- [Instruction 1] Reproduce, word for word, the passage of the catalog entry below that runs from "SBMA, Museum purchase" to "subsequent Chinese cultures.".

- [Page extract]
= = = = = = =
Unknown
Chinese, western central Sichuan province
Female Dancer and Male Musician Playing Qin Zither, 25-220 CE, Eastern Han dynasty
earthenware
22 1/4 x 12 3/4 x 7 and 15 1/4 x 12 3/4 x 5 3/4 in.
SBMA, Museum purchase with funds provided by Dr. Sidney Edelson to honor the memory of Erny Margaret Edelson
1995.36 and .62
RESEARCH PAPER
The SBMA Female Dancer and Musician Playing the Qin zither are earthenware tomb figures or “ming-qi” from the Sichouan province in Southwest China. They date back to the Eastern dynasty (200 BCE – 220CE) Funerals and after life in the Han and subsequent Chinese cultures.
For the people of the Han Dynasty (206 BCE to 220 CE and subsequent Chinese cultures, the “afterlife” was believed to be a continuation of life on earth.
As Wong Chong (27-97 CE) wrote: “Death is but another form of life. We weep for those whose funerals are solitary. The desolate souls are without companions. The tombs are tightly shut and here are no cupboards for the cereals and grains. That is why figurines are made to wait on the dead and food is stored in great quantity to appease their souls”.
Consequently, good company was needed, hence the abundant presence of figurines representing dancers and musicians.
= = = = = = =
- [Listed records]
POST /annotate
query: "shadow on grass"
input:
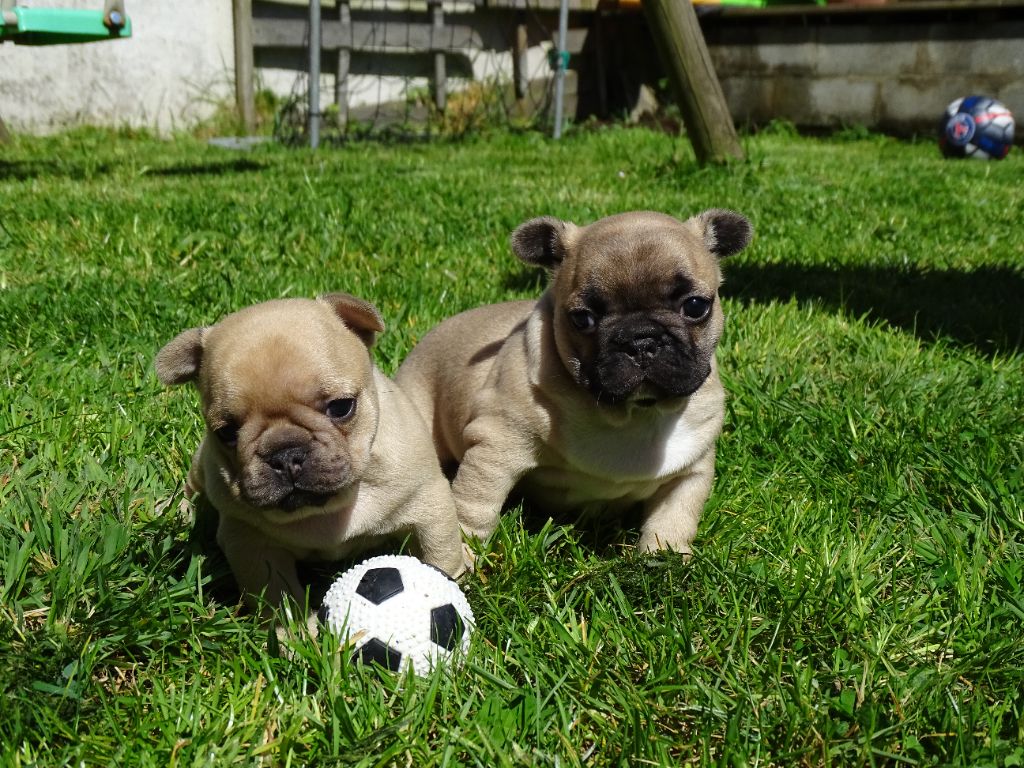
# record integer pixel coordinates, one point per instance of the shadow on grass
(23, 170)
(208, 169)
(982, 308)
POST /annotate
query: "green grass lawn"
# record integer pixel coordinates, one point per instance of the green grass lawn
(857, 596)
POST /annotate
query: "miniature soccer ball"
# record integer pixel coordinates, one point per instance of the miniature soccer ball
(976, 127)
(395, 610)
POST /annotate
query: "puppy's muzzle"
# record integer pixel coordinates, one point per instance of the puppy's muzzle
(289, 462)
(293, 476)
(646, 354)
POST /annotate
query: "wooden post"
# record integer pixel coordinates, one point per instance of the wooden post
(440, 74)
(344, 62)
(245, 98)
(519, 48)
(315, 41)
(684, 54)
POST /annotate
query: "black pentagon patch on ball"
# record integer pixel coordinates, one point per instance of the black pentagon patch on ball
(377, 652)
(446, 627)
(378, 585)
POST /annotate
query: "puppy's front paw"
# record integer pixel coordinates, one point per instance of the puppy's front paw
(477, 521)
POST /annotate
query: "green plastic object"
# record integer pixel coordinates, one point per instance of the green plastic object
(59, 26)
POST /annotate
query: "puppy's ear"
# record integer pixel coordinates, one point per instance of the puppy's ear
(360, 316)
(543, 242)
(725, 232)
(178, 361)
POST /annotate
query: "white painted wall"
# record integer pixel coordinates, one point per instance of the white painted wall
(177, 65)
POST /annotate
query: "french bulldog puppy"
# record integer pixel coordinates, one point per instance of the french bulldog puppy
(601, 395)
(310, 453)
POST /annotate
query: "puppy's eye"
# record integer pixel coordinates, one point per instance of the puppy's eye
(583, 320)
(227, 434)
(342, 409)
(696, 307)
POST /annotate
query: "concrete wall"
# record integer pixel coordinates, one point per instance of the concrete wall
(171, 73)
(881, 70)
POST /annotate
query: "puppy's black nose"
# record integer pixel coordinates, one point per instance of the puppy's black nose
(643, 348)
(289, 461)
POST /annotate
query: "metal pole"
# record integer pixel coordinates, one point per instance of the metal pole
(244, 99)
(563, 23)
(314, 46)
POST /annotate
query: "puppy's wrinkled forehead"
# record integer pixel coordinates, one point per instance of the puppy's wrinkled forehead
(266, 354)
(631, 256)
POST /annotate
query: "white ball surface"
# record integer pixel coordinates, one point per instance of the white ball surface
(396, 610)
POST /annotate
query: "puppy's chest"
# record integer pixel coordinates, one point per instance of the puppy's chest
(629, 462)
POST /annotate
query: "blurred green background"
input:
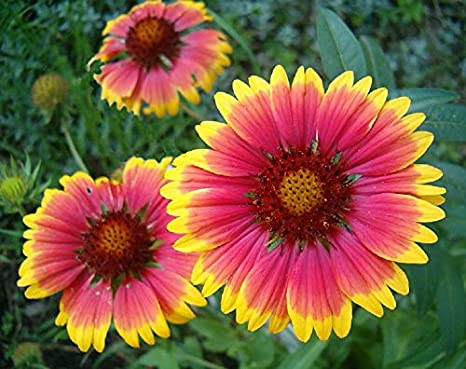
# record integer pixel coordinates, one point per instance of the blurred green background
= = = = = = =
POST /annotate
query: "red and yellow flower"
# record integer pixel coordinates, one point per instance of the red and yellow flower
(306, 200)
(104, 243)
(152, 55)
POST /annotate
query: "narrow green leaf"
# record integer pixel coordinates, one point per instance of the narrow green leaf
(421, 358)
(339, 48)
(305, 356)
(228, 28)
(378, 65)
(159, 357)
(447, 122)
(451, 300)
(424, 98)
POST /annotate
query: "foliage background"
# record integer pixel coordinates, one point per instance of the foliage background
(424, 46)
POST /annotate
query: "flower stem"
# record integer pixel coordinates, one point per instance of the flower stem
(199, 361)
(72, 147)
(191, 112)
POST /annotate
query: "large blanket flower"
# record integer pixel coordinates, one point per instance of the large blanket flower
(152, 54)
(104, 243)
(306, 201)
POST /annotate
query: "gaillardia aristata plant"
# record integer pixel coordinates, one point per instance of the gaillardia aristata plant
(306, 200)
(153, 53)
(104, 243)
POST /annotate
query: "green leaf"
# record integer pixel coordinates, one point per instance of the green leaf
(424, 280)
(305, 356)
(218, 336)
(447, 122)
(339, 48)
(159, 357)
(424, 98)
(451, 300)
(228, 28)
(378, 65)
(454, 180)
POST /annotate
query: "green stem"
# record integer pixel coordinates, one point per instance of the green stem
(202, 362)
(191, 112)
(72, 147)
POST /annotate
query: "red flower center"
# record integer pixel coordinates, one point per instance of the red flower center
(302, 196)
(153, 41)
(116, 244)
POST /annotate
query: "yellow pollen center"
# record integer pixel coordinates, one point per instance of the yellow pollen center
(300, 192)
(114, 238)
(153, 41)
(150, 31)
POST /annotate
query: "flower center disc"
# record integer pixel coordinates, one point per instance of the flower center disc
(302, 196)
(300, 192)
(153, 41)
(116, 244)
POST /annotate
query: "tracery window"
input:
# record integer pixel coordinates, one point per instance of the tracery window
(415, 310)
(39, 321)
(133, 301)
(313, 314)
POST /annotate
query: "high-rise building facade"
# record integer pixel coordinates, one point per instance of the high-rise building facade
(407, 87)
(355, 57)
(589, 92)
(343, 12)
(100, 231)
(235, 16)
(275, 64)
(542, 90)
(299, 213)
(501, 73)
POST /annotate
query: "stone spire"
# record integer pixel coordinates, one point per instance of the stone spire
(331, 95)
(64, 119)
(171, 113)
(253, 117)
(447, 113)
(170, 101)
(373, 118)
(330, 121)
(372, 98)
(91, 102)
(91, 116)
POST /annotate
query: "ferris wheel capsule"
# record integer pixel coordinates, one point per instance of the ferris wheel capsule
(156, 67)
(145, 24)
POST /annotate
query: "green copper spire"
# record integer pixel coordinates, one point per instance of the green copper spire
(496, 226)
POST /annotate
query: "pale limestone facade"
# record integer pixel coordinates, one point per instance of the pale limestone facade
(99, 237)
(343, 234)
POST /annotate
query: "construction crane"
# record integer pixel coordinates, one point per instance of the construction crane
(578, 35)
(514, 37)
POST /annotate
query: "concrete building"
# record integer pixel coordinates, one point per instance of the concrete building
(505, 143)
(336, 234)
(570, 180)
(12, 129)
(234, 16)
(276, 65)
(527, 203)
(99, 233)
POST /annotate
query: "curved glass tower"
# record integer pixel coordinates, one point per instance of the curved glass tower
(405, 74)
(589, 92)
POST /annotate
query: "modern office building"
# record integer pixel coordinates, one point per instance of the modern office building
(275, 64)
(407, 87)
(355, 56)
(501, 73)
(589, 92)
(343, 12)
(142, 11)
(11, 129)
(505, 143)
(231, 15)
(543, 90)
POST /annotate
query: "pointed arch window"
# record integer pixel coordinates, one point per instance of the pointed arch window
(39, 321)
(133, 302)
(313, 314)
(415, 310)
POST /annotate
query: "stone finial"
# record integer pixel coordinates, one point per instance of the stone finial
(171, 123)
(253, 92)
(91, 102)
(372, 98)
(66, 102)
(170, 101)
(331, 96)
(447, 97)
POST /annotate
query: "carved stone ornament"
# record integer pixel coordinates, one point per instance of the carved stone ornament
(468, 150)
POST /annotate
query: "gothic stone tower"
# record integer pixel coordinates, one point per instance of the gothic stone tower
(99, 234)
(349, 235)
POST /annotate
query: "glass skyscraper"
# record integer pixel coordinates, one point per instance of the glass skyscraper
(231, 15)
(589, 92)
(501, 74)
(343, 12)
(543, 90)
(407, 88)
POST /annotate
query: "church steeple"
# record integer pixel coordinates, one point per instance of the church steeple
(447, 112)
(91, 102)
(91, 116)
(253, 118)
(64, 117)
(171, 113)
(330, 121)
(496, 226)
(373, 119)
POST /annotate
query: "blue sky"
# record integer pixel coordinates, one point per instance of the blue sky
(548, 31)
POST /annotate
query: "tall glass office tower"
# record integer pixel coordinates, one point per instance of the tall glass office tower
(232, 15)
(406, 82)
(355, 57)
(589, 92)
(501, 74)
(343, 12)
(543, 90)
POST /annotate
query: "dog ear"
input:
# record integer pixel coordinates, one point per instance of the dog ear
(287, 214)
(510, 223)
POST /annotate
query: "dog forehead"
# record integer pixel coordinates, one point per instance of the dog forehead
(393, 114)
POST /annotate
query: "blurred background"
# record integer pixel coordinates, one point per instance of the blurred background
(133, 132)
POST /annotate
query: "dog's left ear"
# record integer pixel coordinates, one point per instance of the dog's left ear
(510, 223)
= = = = = = =
- [Instruction 2] Gather every line of the rows above that contains the string "black".

- [Complete response 1]
SBMA, Museum purchase with funds provided by Dr. Sidney Edelson to honor the memory of Erny Margaret Edelson
1995.36 and .62
RESEARCH PAPER
The SBMA Female Dancer and Musician Playing the Qin zither are earthenware tomb figures or “ming-qi” from the Sichouan province in Southwest China. They date back to the Eastern dynasty (200 BCE – 220CE) Funerals and after life in the Han and subsequent Chinese cultures.

- [Complete response 2]
query: "black pentagon patch on ball"
# record integer pixel coordinates, one point per instance of the black pentagon patch on ball
query: "puppy's black nose"
# record integer pixel coordinates, one point per instance of the puppy's black nose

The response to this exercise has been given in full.